Brief
Lines before the one containing "What element in the above image is the unopened" in the records below are to be left out; that line and all after it, through the end, are to be retyped exactly.

Referring expression grounding data
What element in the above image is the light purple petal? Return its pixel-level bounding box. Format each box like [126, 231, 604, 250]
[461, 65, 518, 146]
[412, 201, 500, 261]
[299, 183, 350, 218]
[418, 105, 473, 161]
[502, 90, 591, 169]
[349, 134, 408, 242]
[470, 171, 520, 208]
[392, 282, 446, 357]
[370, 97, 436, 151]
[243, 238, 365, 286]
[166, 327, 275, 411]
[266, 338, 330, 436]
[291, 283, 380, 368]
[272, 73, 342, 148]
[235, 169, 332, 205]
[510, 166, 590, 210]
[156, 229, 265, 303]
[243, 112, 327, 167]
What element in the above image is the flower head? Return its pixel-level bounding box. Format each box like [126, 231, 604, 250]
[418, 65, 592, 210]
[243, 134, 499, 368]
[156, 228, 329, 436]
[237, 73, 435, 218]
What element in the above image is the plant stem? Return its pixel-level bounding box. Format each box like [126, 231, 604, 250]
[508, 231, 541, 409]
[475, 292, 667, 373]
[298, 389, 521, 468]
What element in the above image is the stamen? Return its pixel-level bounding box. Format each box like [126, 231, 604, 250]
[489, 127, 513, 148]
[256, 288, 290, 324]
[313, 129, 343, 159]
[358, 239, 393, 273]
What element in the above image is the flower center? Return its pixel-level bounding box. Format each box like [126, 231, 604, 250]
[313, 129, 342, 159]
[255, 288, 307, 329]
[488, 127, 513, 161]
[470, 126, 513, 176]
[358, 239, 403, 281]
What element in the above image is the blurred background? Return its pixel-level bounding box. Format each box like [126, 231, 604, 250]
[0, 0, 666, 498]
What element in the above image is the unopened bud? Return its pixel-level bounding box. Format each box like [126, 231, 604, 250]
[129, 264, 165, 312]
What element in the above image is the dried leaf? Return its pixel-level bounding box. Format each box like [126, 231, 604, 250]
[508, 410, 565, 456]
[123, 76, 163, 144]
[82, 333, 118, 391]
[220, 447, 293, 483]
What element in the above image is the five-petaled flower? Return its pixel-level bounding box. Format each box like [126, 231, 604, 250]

Solution
What element in the above image is the unopened bud? Return its pixel-level bounding box. Format each box like [126, 231, 604, 250]
[129, 264, 165, 312]
What element in the above image is the dried leaf? Return its pixel-level bounding box. Format each box like [126, 231, 604, 250]
[508, 410, 565, 456]
[123, 76, 163, 144]
[82, 333, 118, 391]
[220, 447, 293, 483]
What element in the above image is the five-petaled flower? Return its pixel-level bounding box. Format each box like [126, 231, 604, 250]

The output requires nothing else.